TASK TO CARRY OUT:
Retype all material exactly. Pictures stay out of the copy.

· · · · · · ·

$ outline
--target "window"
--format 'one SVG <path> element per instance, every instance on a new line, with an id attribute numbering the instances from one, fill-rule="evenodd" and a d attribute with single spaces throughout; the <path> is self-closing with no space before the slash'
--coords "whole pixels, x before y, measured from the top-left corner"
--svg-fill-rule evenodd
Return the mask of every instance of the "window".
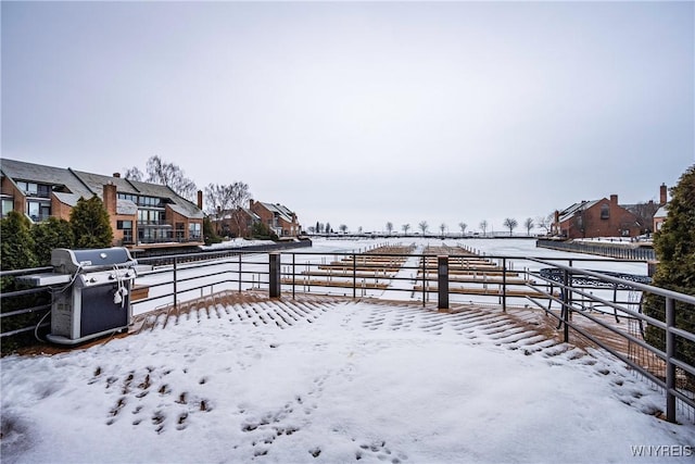
<path id="1" fill-rule="evenodd" d="M 11 198 L 2 199 L 2 217 L 7 216 L 10 211 L 14 210 L 14 201 Z"/>
<path id="2" fill-rule="evenodd" d="M 118 193 L 119 200 L 130 200 L 135 204 L 138 204 L 138 196 L 132 193 Z"/>
<path id="3" fill-rule="evenodd" d="M 26 214 L 34 222 L 48 220 L 48 217 L 51 215 L 51 204 L 41 201 L 29 200 L 26 202 Z"/>
<path id="4" fill-rule="evenodd" d="M 188 239 L 200 240 L 200 237 L 201 237 L 200 229 L 201 229 L 200 223 L 190 223 L 188 225 Z"/>
<path id="5" fill-rule="evenodd" d="M 27 197 L 49 198 L 51 196 L 51 187 L 45 184 L 20 180 L 17 181 L 17 187 L 20 187 Z"/>
<path id="6" fill-rule="evenodd" d="M 123 230 L 124 243 L 132 243 L 132 221 L 116 221 L 116 228 Z"/>

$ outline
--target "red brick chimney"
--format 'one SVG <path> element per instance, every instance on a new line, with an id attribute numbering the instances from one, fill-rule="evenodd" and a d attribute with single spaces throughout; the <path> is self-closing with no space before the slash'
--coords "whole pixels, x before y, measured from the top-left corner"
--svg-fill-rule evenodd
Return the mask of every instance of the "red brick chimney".
<path id="1" fill-rule="evenodd" d="M 110 216 L 115 216 L 116 215 L 116 199 L 117 199 L 117 195 L 116 195 L 116 185 L 109 181 L 109 184 L 104 185 L 104 192 L 103 192 L 103 200 L 104 200 L 104 206 L 106 208 L 106 211 L 109 212 Z"/>

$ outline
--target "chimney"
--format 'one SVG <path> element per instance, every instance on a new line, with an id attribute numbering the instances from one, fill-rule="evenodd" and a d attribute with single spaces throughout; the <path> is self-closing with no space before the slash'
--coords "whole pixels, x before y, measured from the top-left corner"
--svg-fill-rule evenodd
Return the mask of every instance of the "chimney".
<path id="1" fill-rule="evenodd" d="M 661 187 L 659 188 L 659 204 L 666 204 L 668 201 L 669 199 L 666 184 L 661 184 Z"/>
<path id="2" fill-rule="evenodd" d="M 103 201 L 110 216 L 115 216 L 116 214 L 116 185 L 112 181 L 105 184 L 103 190 Z"/>

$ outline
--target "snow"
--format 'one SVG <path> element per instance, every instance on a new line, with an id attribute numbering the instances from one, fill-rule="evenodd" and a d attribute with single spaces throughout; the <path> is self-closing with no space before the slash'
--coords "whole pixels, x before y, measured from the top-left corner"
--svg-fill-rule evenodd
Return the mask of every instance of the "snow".
<path id="1" fill-rule="evenodd" d="M 657 418 L 662 392 L 485 311 L 260 300 L 7 356 L 2 462 L 692 462 L 695 425 Z"/>

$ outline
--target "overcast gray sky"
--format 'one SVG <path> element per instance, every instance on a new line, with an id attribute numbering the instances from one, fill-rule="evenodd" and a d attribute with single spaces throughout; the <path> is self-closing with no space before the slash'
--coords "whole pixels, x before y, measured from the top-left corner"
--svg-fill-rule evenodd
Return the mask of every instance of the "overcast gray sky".
<path id="1" fill-rule="evenodd" d="M 695 162 L 695 3 L 2 1 L 2 156 L 495 230 Z"/>

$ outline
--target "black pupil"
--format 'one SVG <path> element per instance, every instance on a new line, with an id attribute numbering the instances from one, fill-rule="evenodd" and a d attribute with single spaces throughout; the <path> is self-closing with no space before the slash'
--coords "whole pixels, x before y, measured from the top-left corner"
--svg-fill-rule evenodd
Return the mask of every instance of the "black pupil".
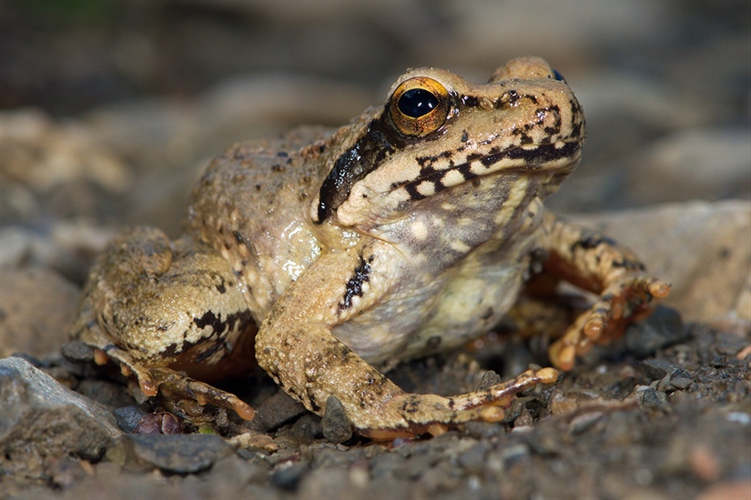
<path id="1" fill-rule="evenodd" d="M 424 88 L 408 90 L 399 98 L 399 111 L 412 118 L 424 116 L 437 105 L 436 96 Z"/>

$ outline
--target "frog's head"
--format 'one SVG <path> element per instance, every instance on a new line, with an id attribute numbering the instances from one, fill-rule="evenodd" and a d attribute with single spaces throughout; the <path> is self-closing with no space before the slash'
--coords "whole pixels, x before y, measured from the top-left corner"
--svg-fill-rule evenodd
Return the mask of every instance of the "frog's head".
<path id="1" fill-rule="evenodd" d="M 412 216 L 427 200 L 461 206 L 472 189 L 520 179 L 523 203 L 544 197 L 579 161 L 585 135 L 573 93 L 536 57 L 510 61 L 482 85 L 411 70 L 348 134 L 311 215 L 365 231 Z"/>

· · · · · · ·

SOLUTION BELOW:
$ outline
--target "window"
--format 'one SVG <path> element per instance, every instance on a new line, with an id attribute numbering the instances from one, fill-rule="evenodd" and a d attribute with single spaces throughout; the <path> is self-closing with no space before the slash'
--coords "whole pixels, x before y, measured from the top-left corner"
--svg-fill-rule evenodd
Return the mask of every instance of the "window".
<path id="1" fill-rule="evenodd" d="M 11 198 L 2 199 L 2 217 L 7 216 L 10 211 L 14 210 L 14 201 Z"/>
<path id="2" fill-rule="evenodd" d="M 118 193 L 119 200 L 130 200 L 135 204 L 138 204 L 138 196 L 132 193 Z"/>
<path id="3" fill-rule="evenodd" d="M 26 214 L 34 222 L 48 220 L 48 217 L 51 215 L 51 204 L 41 201 L 29 200 L 26 202 Z"/>
<path id="4" fill-rule="evenodd" d="M 188 239 L 200 240 L 200 237 L 201 237 L 200 229 L 201 229 L 200 223 L 190 223 L 188 225 Z"/>
<path id="5" fill-rule="evenodd" d="M 27 197 L 49 198 L 51 196 L 51 187 L 45 184 L 20 180 L 17 181 L 17 187 L 20 187 Z"/>
<path id="6" fill-rule="evenodd" d="M 123 230 L 124 243 L 132 243 L 132 221 L 116 221 L 116 228 Z"/>

$ outline
--target "red brick chimney"
--format 'one SVG <path> element per instance, every instance on a new line, with an id attribute numbering the instances from one, fill-rule="evenodd" and a d attribute with single spaces throughout; the <path> is self-closing with no space before the slash'
--coords "whole pixels, x before y, measured from the top-left corner"
--svg-fill-rule evenodd
Return the mask of every instance of the "red brick chimney".
<path id="1" fill-rule="evenodd" d="M 110 216 L 115 216 L 116 215 L 116 199 L 117 199 L 117 195 L 116 195 L 116 185 L 109 181 L 109 184 L 104 185 L 104 192 L 103 192 L 103 200 L 104 200 L 104 206 L 106 208 L 106 211 L 109 212 Z"/>

$ outline
--target "chimney"
--format 'one SVG <path> element per instance, every instance on a new line, with an id attribute numbering the instances from one, fill-rule="evenodd" and a d attribute with single spaces throughout; the <path> is self-closing with no space before the slash'
--coords "whole pixels, x before y, measured from the top-left corner"
--svg-fill-rule evenodd
Return the mask of every instance of the "chimney".
<path id="1" fill-rule="evenodd" d="M 661 187 L 659 188 L 659 204 L 666 204 L 668 201 L 669 199 L 666 184 L 661 184 Z"/>
<path id="2" fill-rule="evenodd" d="M 103 201 L 110 216 L 115 216 L 116 214 L 116 185 L 112 181 L 105 184 L 103 190 Z"/>

$ outline
--target "snow"
--format 'one SVG <path> element per instance, every instance on a new line, with an id attribute numbering the instances from one, fill-rule="evenodd" and a d attribute with single spaces throughout; the <path> is self-closing with no space before the slash'
--coords "whole pixels, x before y, measured from the top-left corner"
--svg-fill-rule evenodd
Return the mask of every instance of the "snow".
<path id="1" fill-rule="evenodd" d="M 657 418 L 662 392 L 485 311 L 260 300 L 7 356 L 2 462 L 692 462 L 695 425 Z"/>

$ outline
--target "overcast gray sky"
--format 'one SVG <path> element per instance, every instance on a new line, with an id attribute numbering the instances from one, fill-rule="evenodd" and a d attribute with single spaces throughout; the <path> is self-closing with no space before the slash'
--coords "whole pixels, x before y, measured from the top-left corner"
--svg-fill-rule evenodd
Return the mask of every instance of the "overcast gray sky".
<path id="1" fill-rule="evenodd" d="M 695 162 L 695 3 L 2 1 L 2 156 L 495 230 Z"/>

$ outline
--target "black pupil"
--format 'one SVG <path> element per instance, every instance on a new line, with an id attribute numbering the instances from one, fill-rule="evenodd" and a d attribute with single spaces throughout; the <path> is self-closing with no space before the slash'
--coords "whole pixels, x before y, measured from the top-left corner"
--svg-fill-rule evenodd
Return the mask of every instance of the "black pupil".
<path id="1" fill-rule="evenodd" d="M 424 88 L 408 90 L 399 98 L 399 111 L 412 118 L 424 116 L 437 105 L 436 96 Z"/>

$ outline
--target "frog's head"
--format 'one SVG <path> element per instance, every instance on a new line, with an id attribute numbering the instances from one, fill-rule="evenodd" and a d attribute with single spaces throughout; the <path> is self-closing with no space before the slash'
--coords "whole pixels, x before y, measured from the top-left corner"
--svg-fill-rule evenodd
Return the mask of every instance of the "frog's head".
<path id="1" fill-rule="evenodd" d="M 412 216 L 427 200 L 461 206 L 472 189 L 520 179 L 523 203 L 544 197 L 579 161 L 585 135 L 573 93 L 536 57 L 510 61 L 482 85 L 411 70 L 348 134 L 311 215 L 365 231 Z"/>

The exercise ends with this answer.